INSTRUCTION 1: According to the guidance on intelligent structure model input, what does Intelligent Structure Discovery do when an input file contains more than 30,000 simple fields?
INSTRUCTION 2: In one to three sentences, explain why the guidance on intelligent structure model input says the input used to create the model should be broad enough to cover all expected data elements.
INSTRUCTION 3: Copy the guidance on intelligent structure model input word for word, from "The input that you base" up to and including "lines of data.".

TEXT SEGMENT:
The input that you base an intelligent structure model on can be a sample file, an XSD schema, an Avro schema, or a Cobol copybook, based on the input that you expect to use the model for at run time.
Input files can be up to 1 MB in size. An input file can contain up to 30,000 simple fields. If the file contains more than 30,000 simple fields, Intelligent Structure Discovery creates the model without groups and ports. The number of levels in the hierarchy isn't limited.
To achieve optimal parsing results, ensure that the input that you provide when you create the model is broad enough and covers all the data elements that you expect the model to receive at run time. If the input is too limited, the parsing output will include unidentified data. If the input contains rows, it must contain at least three lines of data.
Use simplified input to generate the model. For example, if the input data has tables, provide a table with just a few sample rows rather than many rows of data. If you use a JSON input file that contains repeating groups of data, limit the number of repetitions.
If the model does not match the runtime input data, or only partially matches the input data, there might be a large amount of unidentified data and data loss. However, some variations will still be parsed.
Verify that the length of each combination of group name and field name doesn't exceed 255 characters. For example, if the name of the group that a field belongs to is group, the field name can't exceed 250 characters. If a combination of group name and field name exceeds 255 characters, mappings that use the model fail to run.
Discover structure from an entire XML or JSON sample file
By default, Intelligent Structure Discovery discovers the structure of the data based on the first portion of the input file. When you base a model on an XML or JSON file, you can choose to discover the structure of the data based on the entire file, up to 30 MB. Use this option if the first portion of the file doesn't represent all the input that you expect to use the model for at run time.

SUPPLIED INFORMATION:
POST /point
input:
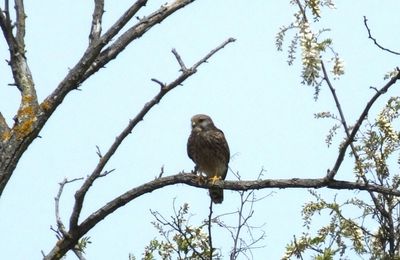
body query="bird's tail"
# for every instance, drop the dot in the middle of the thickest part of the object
(217, 195)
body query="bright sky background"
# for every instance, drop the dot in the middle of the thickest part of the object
(247, 88)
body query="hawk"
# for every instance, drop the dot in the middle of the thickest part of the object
(208, 149)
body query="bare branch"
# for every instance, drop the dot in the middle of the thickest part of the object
(133, 33)
(77, 231)
(179, 59)
(210, 229)
(20, 11)
(332, 173)
(4, 129)
(60, 225)
(357, 126)
(375, 41)
(80, 194)
(95, 30)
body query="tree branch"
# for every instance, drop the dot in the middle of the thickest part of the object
(80, 194)
(20, 12)
(65, 244)
(375, 41)
(95, 30)
(31, 117)
(349, 140)
(133, 33)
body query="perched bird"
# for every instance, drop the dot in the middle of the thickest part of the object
(208, 149)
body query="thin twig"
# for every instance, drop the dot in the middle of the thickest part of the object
(60, 225)
(354, 131)
(20, 12)
(80, 194)
(179, 59)
(209, 230)
(95, 30)
(375, 41)
(98, 152)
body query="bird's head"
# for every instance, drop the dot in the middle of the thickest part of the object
(201, 123)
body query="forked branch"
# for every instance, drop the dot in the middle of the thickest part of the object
(76, 230)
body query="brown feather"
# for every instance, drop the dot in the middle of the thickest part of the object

COMPLETE RESPONSE 1: It creates the model without groups and ports.

COMPLETE RESPONSE 2: If the input is too limited, the parsing output will include unidentified data. Covering all the data elements the model will receive at run time achieves optimal parsing results.

COMPLETE RESPONSE 3:
The input that you base an intelligent structure model on can be a sample file, an XSD schema, an Avro schema, or a Cobol copybook, based on the input that you expect to use the model for at run time.
Input files can be up to 1 MB in size. An input file can contain up to 30,000 simple fields. If the file contains more than 30,000 simple fields, Intelligent Structure Discovery creates the model without groups and ports. The number of levels in the hierarchy isn't limited.
To achieve optimal parsing results, ensure that the input that you provide when you create the model is broad enough and covers all the data elements that you expect the model to receive at run time. If the input is too limited, the parsing output will include unidentified data. If the input contains rows, it must contain at least three lines of data.